Task to complete:
Make an exact copy of the listing below. Pictures stay out of it.

Provided records:
##############################

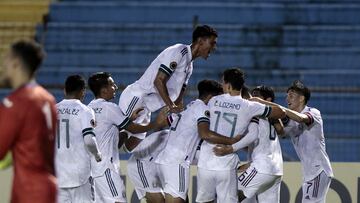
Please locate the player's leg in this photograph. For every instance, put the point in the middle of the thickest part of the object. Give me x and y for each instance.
(315, 190)
(131, 99)
(143, 176)
(226, 186)
(84, 193)
(272, 194)
(251, 182)
(109, 187)
(175, 182)
(64, 195)
(206, 186)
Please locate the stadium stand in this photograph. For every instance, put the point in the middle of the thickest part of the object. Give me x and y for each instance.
(275, 41)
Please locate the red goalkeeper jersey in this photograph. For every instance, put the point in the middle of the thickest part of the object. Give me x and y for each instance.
(27, 128)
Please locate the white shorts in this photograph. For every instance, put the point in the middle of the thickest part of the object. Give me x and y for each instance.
(175, 179)
(252, 183)
(219, 184)
(109, 187)
(83, 193)
(130, 100)
(144, 175)
(315, 190)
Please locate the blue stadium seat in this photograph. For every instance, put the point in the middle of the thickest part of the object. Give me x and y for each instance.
(230, 35)
(184, 12)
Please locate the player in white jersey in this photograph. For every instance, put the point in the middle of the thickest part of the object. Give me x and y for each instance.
(164, 81)
(305, 127)
(75, 139)
(185, 132)
(142, 170)
(230, 114)
(261, 181)
(109, 121)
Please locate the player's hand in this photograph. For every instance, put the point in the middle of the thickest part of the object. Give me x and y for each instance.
(222, 150)
(256, 99)
(161, 119)
(98, 157)
(175, 109)
(136, 114)
(237, 138)
(243, 167)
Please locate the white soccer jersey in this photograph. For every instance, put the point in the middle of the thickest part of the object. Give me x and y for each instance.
(151, 146)
(266, 153)
(183, 137)
(72, 160)
(176, 62)
(229, 116)
(109, 120)
(309, 144)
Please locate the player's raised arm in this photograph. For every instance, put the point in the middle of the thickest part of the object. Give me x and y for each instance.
(250, 137)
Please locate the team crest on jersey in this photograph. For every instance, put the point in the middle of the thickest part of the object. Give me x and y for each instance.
(207, 114)
(173, 65)
(93, 123)
(7, 103)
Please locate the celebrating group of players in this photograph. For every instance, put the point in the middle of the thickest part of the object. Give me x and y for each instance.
(226, 117)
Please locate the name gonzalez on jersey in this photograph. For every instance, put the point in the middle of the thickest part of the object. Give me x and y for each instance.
(227, 105)
(68, 111)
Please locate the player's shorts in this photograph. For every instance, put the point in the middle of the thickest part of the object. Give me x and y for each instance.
(131, 99)
(175, 179)
(83, 193)
(109, 187)
(219, 184)
(316, 189)
(144, 175)
(251, 182)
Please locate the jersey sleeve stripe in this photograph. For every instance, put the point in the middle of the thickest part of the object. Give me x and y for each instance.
(255, 120)
(124, 123)
(87, 129)
(267, 111)
(89, 133)
(166, 70)
(132, 105)
(203, 119)
(310, 117)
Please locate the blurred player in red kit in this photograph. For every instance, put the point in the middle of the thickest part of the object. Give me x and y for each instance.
(28, 123)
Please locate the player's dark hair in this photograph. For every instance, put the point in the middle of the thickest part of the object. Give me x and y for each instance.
(209, 87)
(30, 53)
(97, 81)
(301, 89)
(74, 84)
(265, 92)
(203, 31)
(245, 92)
(235, 77)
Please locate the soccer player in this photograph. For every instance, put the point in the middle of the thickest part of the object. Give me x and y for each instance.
(185, 132)
(143, 172)
(28, 123)
(164, 81)
(230, 114)
(261, 181)
(75, 139)
(109, 121)
(305, 127)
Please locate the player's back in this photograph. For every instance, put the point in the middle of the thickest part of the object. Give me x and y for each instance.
(109, 119)
(183, 137)
(33, 151)
(266, 154)
(72, 158)
(229, 116)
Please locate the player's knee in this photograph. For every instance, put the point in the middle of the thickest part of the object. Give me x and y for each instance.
(241, 195)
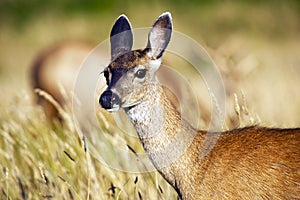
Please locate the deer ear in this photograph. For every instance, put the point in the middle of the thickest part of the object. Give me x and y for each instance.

##############################

Answer:
Please locate the player's leg in this photograph. For every instance, put the point in the middle of the thickest part of the object. Give me x and y for each instance.
(315, 190)
(131, 99)
(143, 176)
(226, 186)
(84, 193)
(272, 194)
(251, 182)
(109, 187)
(175, 182)
(64, 195)
(206, 186)
Please locate the stadium stand in this photograph. For every instance, put the point in the middle of the thickest part of the object. Give me x and y for each instance.
(275, 41)
Please locate the red goalkeeper jersey in this photograph. For every instance, put the point in the middle of the thickest part of the object. Give me x and y for each instance.
(27, 128)
Please locate the white shorts in this photograph. For every instance, put the point in the middle of the thickest part of the object. Give me x and y for each instance.
(175, 179)
(252, 183)
(219, 184)
(109, 187)
(83, 193)
(130, 100)
(144, 175)
(315, 190)
Please locate the blue stadium seat in this photograph. For every instance, put the point in the middle of the thickest part of the object. Give me x and y for each instance.
(230, 35)
(184, 12)
Please locate the player in white jersey in this photograph. For every instance, put the point in the middle of the thickest part of the object. Give me x and y for each instance.
(164, 81)
(305, 127)
(75, 139)
(185, 132)
(142, 170)
(230, 114)
(261, 181)
(109, 121)
Please locate the player's hand in this photograph. For every instance, put the point in the middle of the thickest part of the object. Give me x and y for each instance.
(222, 150)
(256, 99)
(161, 119)
(98, 157)
(175, 109)
(136, 114)
(237, 138)
(243, 167)
Please locate the white soccer jersey in this photograph. For every instance, put the point in the middle of the thickest part of the object. Give me x and y for each instance.
(151, 146)
(266, 153)
(183, 137)
(72, 160)
(176, 62)
(229, 116)
(109, 120)
(309, 144)
Please locate the player's raised arm in this photograph. For every instance, put the point in the middle of the thickest part of the object. Give me x and y for each instance.
(250, 137)
Please locate the team crest on jersey in this photograph. For every instance, put the point in the middle of the thickest part of the object. Give me x and y for each instance.
(207, 114)
(173, 65)
(93, 123)
(7, 103)
Please locate the celebrating group of players in this photograph. For every instance, put the point in the middle of the thickest part of the object. Give me x and y for each instance.
(226, 117)
Please locate the name gonzalez on jersey in this photograph. For every instance, put the point in the middle of the thickest part of the object. Give me x and y for each instance.
(227, 105)
(68, 111)
Please locate the player's shorts in this photograph. For every instance, put the point in the middle of the thickest part of the object. Give me x and y for each instance.
(131, 99)
(175, 179)
(83, 193)
(109, 187)
(219, 184)
(316, 189)
(144, 175)
(251, 182)
Please locate the jersey sleeve stripe in this photograph. For every instance, put the point in the middle of the thickest part of the object. Give me x and y for each instance.
(255, 120)
(124, 123)
(87, 129)
(267, 111)
(89, 133)
(166, 70)
(132, 105)
(203, 119)
(310, 117)
Please locate the blurred player in red kit in this photograph. For every instance, put the point in the middle of the thickest part of the object. Give me x and y for each instance.
(28, 123)
Please locate the player's dark hair in this photograph. For every instance, put the point in the middle of the thickest part of the object. Give me x and y for each instance.
(209, 87)
(30, 53)
(97, 81)
(301, 89)
(74, 84)
(265, 92)
(203, 31)
(245, 92)
(235, 77)
Please locate the soccer player in this photograph. For every instance, put the point in the middle of the thickest part of the object. Give me x and y for each instance.
(185, 132)
(143, 172)
(28, 123)
(164, 81)
(230, 114)
(261, 181)
(75, 139)
(109, 121)
(305, 127)
Please locate the player's back in this photograph. For every instance, put the point in the middle of the thickest part of the object. Give me x and y for each instance.
(109, 119)
(183, 137)
(33, 151)
(266, 154)
(72, 158)
(229, 116)
Please locate the player's knee in this photograph. For every instance, put the point in the middle of the thickest part of the object. Give me x and y for each instance.
(241, 195)
Please locate the deer ear in this photograph. For every instance, put the point in the middle of the thickest part of the object. Give me x and y for each instance.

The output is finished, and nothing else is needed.